St. Croix’s Technica Series rods were conceived and delivered to give anglers “the upper hand in the trickiest of trout-fishing situations.” Its responsive, moderate action, paired with the use of carbon fiber and Mito’s graphene technology, adds to the line’s speed, endless loop stability and accuracy.
Chang Robotics and Northwestern University’s INVO Lab introduce new graphene-enhanced packaging
Chang Robotics, an engineering company, and Northwestern University’s INVO Lab have announced a joint venture aimed at reducing contamination from microplastics and poly-fluoroalkyl substances (PFAS) in the US food supply.
This collaboration has led to the development of GOEco, an initiative that shows that very small amounts of graphene oxide can be infused into paper products or compostable packaging materials to replace plastic and PFAS. GOEco’s primary goal is to replace the widespread use of plastics in food packaging, such as paper plates and disposable utensils. The patent-pending technology helps enhance the environmental friendliness of disposable tableware without compromising functionality.

__Task list__
[1] Decide whether each statement agrees with the graphene passage, answering yes or no and quoting the words that settle it: (a) Chang Robotics is an engineering company. (b) The Technica Series rods have a fast action. (c) GOEco relies on large amounts of graphene oxide.
[2] Please list every property of "the line" that the graphene passage says the rods' action and materials add to.
The data after the graphene passage is separate material.

__Records supplied__
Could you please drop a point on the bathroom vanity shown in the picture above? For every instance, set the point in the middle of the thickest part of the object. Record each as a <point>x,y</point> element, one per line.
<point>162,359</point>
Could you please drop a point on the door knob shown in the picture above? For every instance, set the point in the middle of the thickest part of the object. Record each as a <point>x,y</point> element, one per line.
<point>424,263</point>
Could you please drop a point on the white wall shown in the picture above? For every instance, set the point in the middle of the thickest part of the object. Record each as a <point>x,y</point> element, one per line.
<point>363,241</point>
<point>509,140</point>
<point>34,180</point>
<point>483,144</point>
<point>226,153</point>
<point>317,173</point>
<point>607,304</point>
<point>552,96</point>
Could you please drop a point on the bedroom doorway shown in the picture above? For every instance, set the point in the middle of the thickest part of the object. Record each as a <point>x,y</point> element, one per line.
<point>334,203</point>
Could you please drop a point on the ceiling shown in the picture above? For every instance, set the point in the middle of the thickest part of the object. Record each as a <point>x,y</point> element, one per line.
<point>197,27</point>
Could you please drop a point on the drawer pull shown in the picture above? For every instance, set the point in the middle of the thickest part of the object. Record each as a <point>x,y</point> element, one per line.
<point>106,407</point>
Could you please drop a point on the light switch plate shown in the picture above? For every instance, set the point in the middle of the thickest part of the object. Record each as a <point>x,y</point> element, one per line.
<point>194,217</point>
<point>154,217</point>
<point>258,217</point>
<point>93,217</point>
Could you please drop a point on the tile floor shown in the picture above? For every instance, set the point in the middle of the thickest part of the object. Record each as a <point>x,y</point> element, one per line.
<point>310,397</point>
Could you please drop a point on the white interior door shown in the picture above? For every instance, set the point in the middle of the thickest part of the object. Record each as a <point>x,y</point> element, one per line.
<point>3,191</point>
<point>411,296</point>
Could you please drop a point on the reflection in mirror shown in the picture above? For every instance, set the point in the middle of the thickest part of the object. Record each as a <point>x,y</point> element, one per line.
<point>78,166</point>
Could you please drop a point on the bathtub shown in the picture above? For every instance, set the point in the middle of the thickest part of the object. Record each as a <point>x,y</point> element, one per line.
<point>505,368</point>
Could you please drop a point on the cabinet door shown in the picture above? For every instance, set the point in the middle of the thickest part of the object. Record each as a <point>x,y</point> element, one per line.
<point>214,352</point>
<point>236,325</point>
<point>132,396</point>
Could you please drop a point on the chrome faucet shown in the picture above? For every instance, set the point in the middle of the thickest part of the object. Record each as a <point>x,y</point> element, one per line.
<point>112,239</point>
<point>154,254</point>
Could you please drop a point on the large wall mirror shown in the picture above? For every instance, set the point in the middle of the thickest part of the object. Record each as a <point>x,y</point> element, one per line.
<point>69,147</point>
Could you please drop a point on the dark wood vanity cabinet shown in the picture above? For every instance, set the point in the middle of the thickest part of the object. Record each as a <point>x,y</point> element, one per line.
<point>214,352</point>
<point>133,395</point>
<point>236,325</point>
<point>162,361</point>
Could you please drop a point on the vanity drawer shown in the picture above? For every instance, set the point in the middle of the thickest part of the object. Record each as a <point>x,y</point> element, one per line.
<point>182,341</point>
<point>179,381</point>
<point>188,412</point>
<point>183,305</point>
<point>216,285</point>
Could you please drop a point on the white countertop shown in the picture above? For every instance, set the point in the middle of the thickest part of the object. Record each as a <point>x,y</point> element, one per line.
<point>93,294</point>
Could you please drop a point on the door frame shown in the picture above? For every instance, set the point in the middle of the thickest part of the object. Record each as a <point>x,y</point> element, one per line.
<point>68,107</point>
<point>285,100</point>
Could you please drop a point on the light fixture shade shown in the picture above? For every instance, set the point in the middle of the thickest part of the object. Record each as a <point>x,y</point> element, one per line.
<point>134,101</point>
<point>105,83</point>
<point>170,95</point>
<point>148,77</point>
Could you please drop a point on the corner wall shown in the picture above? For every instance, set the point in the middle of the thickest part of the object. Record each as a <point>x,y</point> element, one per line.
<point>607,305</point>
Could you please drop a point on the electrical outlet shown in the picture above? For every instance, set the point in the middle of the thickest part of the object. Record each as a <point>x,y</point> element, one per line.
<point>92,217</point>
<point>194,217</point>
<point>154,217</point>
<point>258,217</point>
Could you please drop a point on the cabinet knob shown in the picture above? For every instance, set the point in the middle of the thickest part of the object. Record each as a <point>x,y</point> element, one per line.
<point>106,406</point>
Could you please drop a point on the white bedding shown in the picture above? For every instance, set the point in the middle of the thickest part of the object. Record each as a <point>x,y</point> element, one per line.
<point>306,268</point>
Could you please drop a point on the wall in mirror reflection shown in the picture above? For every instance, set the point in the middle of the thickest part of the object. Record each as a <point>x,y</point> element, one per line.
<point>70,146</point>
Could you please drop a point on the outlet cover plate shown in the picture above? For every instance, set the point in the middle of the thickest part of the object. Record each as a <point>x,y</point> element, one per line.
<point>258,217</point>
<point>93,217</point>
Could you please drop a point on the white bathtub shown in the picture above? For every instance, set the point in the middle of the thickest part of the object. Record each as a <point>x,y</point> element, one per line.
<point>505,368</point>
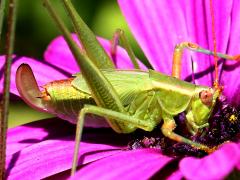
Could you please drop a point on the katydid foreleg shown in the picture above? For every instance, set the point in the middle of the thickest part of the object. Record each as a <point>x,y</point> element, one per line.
<point>168,127</point>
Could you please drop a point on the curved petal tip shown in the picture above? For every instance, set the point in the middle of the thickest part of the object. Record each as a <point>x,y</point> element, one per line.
<point>28,88</point>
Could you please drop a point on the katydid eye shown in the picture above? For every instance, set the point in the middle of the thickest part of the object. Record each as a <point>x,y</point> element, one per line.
<point>206,97</point>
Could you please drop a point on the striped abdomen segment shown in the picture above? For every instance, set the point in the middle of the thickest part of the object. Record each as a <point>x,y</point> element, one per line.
<point>63,100</point>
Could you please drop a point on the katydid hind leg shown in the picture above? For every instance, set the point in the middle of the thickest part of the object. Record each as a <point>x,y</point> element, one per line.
<point>108,114</point>
<point>119,37</point>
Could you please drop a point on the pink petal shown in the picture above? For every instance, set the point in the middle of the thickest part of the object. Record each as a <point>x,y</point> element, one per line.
<point>53,156</point>
<point>214,166</point>
<point>42,149</point>
<point>231,71</point>
<point>59,55</point>
<point>134,164</point>
<point>159,25</point>
<point>177,175</point>
<point>43,73</point>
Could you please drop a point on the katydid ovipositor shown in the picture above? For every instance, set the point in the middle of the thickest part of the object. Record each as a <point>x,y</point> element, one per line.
<point>127,99</point>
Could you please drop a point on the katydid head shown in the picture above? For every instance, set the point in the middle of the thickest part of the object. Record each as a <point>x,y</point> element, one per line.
<point>201,107</point>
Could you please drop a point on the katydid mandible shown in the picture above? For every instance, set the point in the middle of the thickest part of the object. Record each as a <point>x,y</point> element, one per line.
<point>127,99</point>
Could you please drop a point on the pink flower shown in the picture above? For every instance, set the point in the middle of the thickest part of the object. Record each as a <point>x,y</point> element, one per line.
<point>44,149</point>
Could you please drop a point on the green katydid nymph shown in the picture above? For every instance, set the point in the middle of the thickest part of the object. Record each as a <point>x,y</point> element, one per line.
<point>127,99</point>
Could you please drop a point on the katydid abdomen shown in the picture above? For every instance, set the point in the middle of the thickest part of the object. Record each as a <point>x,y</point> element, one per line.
<point>144,95</point>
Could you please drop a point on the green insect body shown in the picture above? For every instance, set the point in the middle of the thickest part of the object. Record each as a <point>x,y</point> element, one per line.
<point>144,95</point>
<point>127,99</point>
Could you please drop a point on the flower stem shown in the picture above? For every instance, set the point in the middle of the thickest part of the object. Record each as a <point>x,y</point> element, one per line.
<point>11,21</point>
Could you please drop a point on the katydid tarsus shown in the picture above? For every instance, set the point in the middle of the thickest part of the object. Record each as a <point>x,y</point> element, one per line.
<point>128,99</point>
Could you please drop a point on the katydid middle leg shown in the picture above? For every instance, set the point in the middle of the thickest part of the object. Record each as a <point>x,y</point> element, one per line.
<point>108,114</point>
<point>178,52</point>
<point>119,35</point>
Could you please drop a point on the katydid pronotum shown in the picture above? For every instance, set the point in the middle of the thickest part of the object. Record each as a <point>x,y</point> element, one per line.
<point>128,99</point>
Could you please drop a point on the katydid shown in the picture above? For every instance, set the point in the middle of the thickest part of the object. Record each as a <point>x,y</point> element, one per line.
<point>127,99</point>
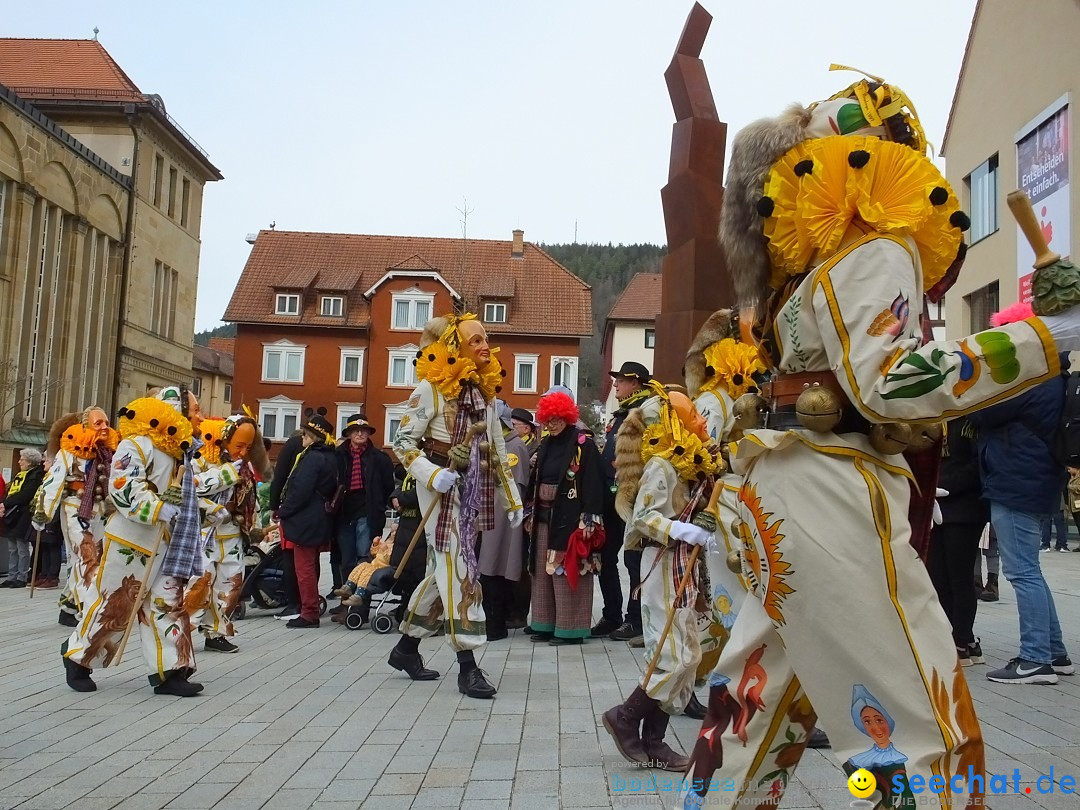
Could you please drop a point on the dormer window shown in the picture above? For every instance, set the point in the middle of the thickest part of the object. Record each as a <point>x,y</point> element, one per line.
<point>333,306</point>
<point>286,304</point>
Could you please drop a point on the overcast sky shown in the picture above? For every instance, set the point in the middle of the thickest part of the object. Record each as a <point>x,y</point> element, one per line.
<point>551,116</point>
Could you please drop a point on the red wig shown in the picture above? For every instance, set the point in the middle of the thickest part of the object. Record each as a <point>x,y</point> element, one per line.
<point>557,405</point>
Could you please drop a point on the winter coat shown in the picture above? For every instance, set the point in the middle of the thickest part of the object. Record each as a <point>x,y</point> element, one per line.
<point>378,472</point>
<point>1015,459</point>
<point>959,475</point>
<point>302,511</point>
<point>18,507</point>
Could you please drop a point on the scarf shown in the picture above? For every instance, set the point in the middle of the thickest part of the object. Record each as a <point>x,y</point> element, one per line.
<point>185,553</point>
<point>96,470</point>
<point>475,486</point>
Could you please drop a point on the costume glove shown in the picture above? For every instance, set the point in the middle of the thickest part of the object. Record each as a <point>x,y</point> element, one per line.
<point>692,535</point>
<point>444,481</point>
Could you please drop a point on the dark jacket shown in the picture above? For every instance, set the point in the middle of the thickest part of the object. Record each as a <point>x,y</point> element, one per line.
<point>302,511</point>
<point>588,485</point>
<point>284,468</point>
<point>1015,459</point>
<point>378,472</point>
<point>18,508</point>
<point>959,475</point>
<point>407,522</point>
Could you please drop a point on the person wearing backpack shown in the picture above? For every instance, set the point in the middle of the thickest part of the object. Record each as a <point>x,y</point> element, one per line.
<point>1023,481</point>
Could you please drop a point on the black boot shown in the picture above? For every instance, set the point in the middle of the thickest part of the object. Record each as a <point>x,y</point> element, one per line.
<point>660,754</point>
<point>77,675</point>
<point>693,709</point>
<point>624,721</point>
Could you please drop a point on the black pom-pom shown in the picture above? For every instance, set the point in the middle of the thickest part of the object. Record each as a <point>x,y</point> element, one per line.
<point>959,219</point>
<point>859,159</point>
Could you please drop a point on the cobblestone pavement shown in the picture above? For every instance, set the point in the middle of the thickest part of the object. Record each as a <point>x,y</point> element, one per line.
<point>315,718</point>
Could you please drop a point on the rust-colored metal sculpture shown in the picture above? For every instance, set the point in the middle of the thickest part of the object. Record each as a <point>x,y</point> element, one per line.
<point>696,282</point>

__Task-by-task results__
[1]
(a) Yes: "Chang Robotics, an engineering company"
(b) No: "responsive, moderate action"
(c) No: "very small amounts of graphene oxide"

[2]
- speed
- endless loop stability
- accuracy